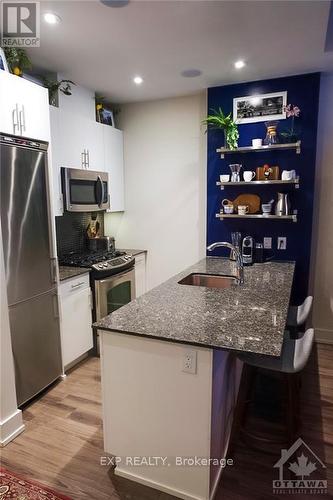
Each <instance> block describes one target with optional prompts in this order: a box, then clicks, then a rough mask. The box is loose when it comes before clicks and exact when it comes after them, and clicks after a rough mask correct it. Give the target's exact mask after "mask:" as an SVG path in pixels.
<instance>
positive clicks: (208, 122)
mask: <svg viewBox="0 0 333 500" xmlns="http://www.w3.org/2000/svg"><path fill="white" fill-rule="evenodd" d="M212 112H213V113H212V114H211V115H208V116H207V118H206V119H205V120H203V122H202V123H203V124H204V125H207V128H210V129H214V130H223V131H224V135H225V142H226V144H227V147H228V148H229V149H237V147H238V139H239V132H238V127H237V124H236V122H234V121H233V119H232V117H231V113H229V114H228V115H225V114H224V113H223V111H222V109H221V108H219V109H218V110H215V109H212ZM224 146H225V144H224Z"/></svg>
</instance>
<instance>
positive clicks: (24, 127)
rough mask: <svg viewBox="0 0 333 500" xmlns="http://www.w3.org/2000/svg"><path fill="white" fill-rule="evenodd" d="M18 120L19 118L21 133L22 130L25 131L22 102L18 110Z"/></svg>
○ ○ ○ ○
Problem to solve >> Rewrite the entries above as a JSON list of strings, one string per line and no strings for blank lines. Omit the pictures.

Exercise solution >>
[
  "Each <instance> block describes one target with optional prompts in this order: a box, then clicks, then a rough mask. The box is loose when it comes before clicks and exact when it comes after them, and clicks after a rough mask correct it. Give the target's exact mask after \"mask:\" as an SVG path in pixels.",
  "<instance>",
  "positive clicks: (208, 122)",
  "mask: <svg viewBox=\"0 0 333 500\" xmlns=\"http://www.w3.org/2000/svg\"><path fill=\"white\" fill-rule=\"evenodd\" d=\"M212 112H213V113H212V114H211V115H208V116H207V118H206V119H205V120H203V122H202V123H203V124H204V125H207V128H210V129H214V130H223V131H224V135H225V142H226V144H227V147H228V148H229V149H237V147H238V139H239V132H238V127H237V124H236V122H234V121H233V119H232V117H231V113H229V114H228V115H225V114H224V113H223V111H222V109H221V108H219V109H218V110H215V109H212ZM224 146H225V144H224Z\"/></svg>",
  "</instance>",
  "<instance>",
  "positive clicks: (24, 127)",
  "rough mask: <svg viewBox=\"0 0 333 500\" xmlns=\"http://www.w3.org/2000/svg\"><path fill=\"white\" fill-rule=\"evenodd\" d=\"M18 120L19 118L21 133L22 130L25 131L22 102L18 110Z\"/></svg>"
]